課題の目的 1: レコードのうち「green」という語を含む行を、すべて集めてもらえますか?大文字と小文字は区別してください。

記事:
□ □ □

こんな映画は見ちゃいけない!

映画ライター・福本ジローによる、ハリウッドの大作から日本映画の小品までスポットを当てる新作映画専門批評サイト。

女神の継承

深い森が生活圏のすぐそばに迫る小さな町、その一族の女たちは代々神の言葉を伝える巫女として人々の尊敬を集めている。そして、次世代にその役割を継承しようとしたとき恐ろしい力が彼女たちに襲いかかる。物語は、悪霊に憑依された娘をめぐって、巫女、両親、祈祷師などが祓いを行う過程を描く。若く美しい娘に異変が現れたのは白眼の老婆に見つめられて以降だった。不正出血し、酒浸りになり、職場に男を連れ込んではセックスにふけ、やがて心神喪失状態になると恐ろしい行為に走る。自殺した恋人の呪いかと思っていた。信仰する女神が守ってくれると信じていた。だが、娘に取り憑いたのは深い恨みと悲しみと怒りがこもった復讐の怨念。だが、「エクソシスト」に日本製ホラーのテイストをまぶした映像に新鮮さはなく、模倣の域を出ていなかった。

タイ北部に住む巫女・ニムのドキュメンタリーを製作するために彼女に密着する撮影隊は、継承の瞬間を収めるべく、彼女の姪で次代巫女候補のミンにもカメラを向け始める。

直系の女子でなくても巫女の血をひく者であれば問題ない。ニムも、ニムに巫女の継承を押し付けた姉も、ミンに起きた異変は経験している。最初は簡単な祈祷で収まると思っていたのに、ニムは少しずつ事態の深刻さを理解し、高名な祈祷師に悪霊払いの儀式を依頼する。その間、ミンは手が付けられなくなるほど暴れ、部屋に監禁される。夜な夜な家じゅうを徘徊しては奇行を繰り返すミンの姿をとらえた監視モニター映像は「パラノーマル・アクティビティ」の二番煎じだった。

□ □ □

課題の目的 2: 映画批評の記事全文を、一字一句変えずに繰り返してもらえますか?

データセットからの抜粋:
□ □ □

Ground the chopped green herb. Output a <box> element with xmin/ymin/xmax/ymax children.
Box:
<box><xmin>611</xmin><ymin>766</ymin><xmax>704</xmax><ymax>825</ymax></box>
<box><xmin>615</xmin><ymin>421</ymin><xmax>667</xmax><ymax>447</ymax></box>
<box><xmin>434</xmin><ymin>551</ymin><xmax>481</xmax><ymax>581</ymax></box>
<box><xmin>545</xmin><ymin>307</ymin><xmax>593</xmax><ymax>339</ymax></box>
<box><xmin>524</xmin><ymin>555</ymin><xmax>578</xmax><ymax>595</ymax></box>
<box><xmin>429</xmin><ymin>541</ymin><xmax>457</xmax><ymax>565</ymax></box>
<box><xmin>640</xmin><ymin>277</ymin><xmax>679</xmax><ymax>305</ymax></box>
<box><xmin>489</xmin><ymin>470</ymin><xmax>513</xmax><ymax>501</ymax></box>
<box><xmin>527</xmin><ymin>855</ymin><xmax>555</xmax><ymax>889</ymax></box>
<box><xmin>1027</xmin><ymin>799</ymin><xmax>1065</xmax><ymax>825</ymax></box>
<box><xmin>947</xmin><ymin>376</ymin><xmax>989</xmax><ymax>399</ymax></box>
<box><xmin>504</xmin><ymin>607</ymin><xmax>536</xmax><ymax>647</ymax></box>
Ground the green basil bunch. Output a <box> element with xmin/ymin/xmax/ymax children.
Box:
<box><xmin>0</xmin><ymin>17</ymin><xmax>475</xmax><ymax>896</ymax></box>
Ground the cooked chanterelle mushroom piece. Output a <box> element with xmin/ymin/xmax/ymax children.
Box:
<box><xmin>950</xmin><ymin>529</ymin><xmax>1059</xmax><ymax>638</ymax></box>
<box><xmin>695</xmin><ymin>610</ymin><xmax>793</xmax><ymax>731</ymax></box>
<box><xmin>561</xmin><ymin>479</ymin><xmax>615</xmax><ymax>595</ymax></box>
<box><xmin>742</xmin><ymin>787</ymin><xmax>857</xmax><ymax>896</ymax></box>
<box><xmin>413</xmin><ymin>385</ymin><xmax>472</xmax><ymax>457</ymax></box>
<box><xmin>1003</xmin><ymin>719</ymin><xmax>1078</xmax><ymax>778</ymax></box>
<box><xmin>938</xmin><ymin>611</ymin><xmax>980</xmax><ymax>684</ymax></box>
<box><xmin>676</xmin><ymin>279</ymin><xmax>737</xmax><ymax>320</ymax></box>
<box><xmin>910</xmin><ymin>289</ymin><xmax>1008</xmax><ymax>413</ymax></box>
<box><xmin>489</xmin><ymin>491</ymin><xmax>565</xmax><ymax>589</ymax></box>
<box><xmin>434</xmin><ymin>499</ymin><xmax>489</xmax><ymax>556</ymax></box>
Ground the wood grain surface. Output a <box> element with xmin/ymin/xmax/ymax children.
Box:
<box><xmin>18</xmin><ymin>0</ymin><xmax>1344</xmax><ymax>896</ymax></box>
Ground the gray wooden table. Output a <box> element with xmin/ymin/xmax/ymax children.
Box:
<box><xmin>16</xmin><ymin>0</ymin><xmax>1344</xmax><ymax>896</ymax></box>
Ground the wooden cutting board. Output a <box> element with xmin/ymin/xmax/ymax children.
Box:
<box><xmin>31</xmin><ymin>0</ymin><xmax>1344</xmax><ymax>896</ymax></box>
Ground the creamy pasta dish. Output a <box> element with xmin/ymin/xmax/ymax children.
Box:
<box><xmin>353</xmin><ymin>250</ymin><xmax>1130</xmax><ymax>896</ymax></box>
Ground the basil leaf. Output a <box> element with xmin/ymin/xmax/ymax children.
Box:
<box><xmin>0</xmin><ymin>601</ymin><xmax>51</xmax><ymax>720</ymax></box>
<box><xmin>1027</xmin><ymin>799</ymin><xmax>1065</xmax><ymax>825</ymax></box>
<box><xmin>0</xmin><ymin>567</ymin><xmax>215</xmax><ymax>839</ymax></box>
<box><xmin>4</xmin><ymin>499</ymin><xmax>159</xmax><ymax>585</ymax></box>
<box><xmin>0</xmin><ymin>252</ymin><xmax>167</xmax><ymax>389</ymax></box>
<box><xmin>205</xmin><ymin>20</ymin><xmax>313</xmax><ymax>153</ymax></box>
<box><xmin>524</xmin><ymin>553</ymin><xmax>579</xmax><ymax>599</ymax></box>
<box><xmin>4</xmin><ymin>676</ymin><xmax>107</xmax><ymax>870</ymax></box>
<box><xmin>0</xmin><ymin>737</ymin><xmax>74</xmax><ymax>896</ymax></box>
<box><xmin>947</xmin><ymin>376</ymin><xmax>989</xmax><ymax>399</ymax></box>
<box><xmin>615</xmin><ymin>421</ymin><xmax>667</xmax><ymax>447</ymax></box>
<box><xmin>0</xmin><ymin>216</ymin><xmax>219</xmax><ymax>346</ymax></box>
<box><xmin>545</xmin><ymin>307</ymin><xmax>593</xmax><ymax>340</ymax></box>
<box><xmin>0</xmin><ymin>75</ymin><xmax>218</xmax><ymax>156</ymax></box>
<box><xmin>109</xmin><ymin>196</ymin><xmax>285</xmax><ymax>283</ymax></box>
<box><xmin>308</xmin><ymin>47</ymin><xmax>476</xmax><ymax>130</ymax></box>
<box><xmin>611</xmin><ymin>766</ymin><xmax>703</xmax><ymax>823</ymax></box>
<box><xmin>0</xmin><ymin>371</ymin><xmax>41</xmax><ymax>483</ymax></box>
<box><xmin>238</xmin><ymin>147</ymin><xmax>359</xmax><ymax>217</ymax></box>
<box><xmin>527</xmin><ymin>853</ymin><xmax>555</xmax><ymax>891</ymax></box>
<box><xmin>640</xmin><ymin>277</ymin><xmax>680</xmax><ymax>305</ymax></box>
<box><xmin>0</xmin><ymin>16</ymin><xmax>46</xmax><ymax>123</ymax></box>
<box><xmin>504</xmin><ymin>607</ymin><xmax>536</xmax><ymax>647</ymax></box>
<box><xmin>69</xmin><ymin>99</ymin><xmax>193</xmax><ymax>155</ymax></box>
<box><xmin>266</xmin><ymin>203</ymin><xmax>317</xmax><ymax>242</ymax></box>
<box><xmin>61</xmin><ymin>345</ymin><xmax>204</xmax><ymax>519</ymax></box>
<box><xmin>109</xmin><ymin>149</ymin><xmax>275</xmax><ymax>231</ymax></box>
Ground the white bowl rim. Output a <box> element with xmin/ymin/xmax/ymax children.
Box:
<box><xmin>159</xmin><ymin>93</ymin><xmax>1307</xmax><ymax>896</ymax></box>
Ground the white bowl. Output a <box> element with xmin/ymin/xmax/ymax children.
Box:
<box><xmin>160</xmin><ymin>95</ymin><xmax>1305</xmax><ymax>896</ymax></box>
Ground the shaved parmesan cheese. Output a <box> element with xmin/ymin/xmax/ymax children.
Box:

□ □ □

問題の解答 1:
Ground the chopped green herb. Output a <box> element with xmin/ymin/xmax/ymax children.
Ground the green basil bunch. Output a <box> element with xmin/ymin/xmax/ymax children.

問題の解答 2:
こんな映画は見ちゃいけない!

映画ライター・福本ジローによる、ハリウッドの大作から日本映画の小品までスポットを当てる新作映画専門批評サイト。

女神の継承

深い森が生活圏のすぐそばに迫る小さな町、その一族の女たちは代々神の言葉を伝える巫女として人々の尊敬を集めている。そして、次世代にその役割を継承しようとしたとき恐ろしい力が彼女たちに襲いかかる。物語は、悪霊に憑依された娘をめぐって、巫女、両親、祈祷師などが祓いを行う過程を描く。若く美しい娘に異変が現れたのは白眼の老婆に見つめられて以降だった。不正出血し、酒浸りになり、職場に男を連れ込んではセックスにふけ、やがて心神喪失状態になると恐ろしい行為に走る。自殺した恋人の呪いかと思っていた。信仰する女神が守ってくれると信じていた。だが、娘に取り憑いたのは深い恨みと悲しみと怒りがこもった復讐の怨念。だが、「エクソシスト」に日本製ホラーのテイストをまぶした映像に新鮮さはなく、模倣の域を出ていなかった。

タイ北部に住む巫女・ニムのドキュメンタリーを製作するために彼女に密着する撮影隊は、継承の瞬間を収めるべく、彼女の姪で次代巫女候補のミンにもカメラを向け始める。

直系の女子でなくても巫女の血をひく者であれば問題ない。ニムも、ニムに巫女の継承を押し付けた姉も、ミンに起きた異変は経験している。最初は簡単な祈祷で収まると思っていたのに、ニムは少しずつ事態の深刻さを理解し、高名な祈祷師に悪霊払いの儀式を依頼する。その間、ミンは手が付けられなくなるほど暴れ、部屋に監禁される。夜な夜な家じゅうを徘徊しては奇行を繰り返すミンの姿をとらえた監視モニター映像は「パラノーマル・アクティビティ」の二番煎じだった。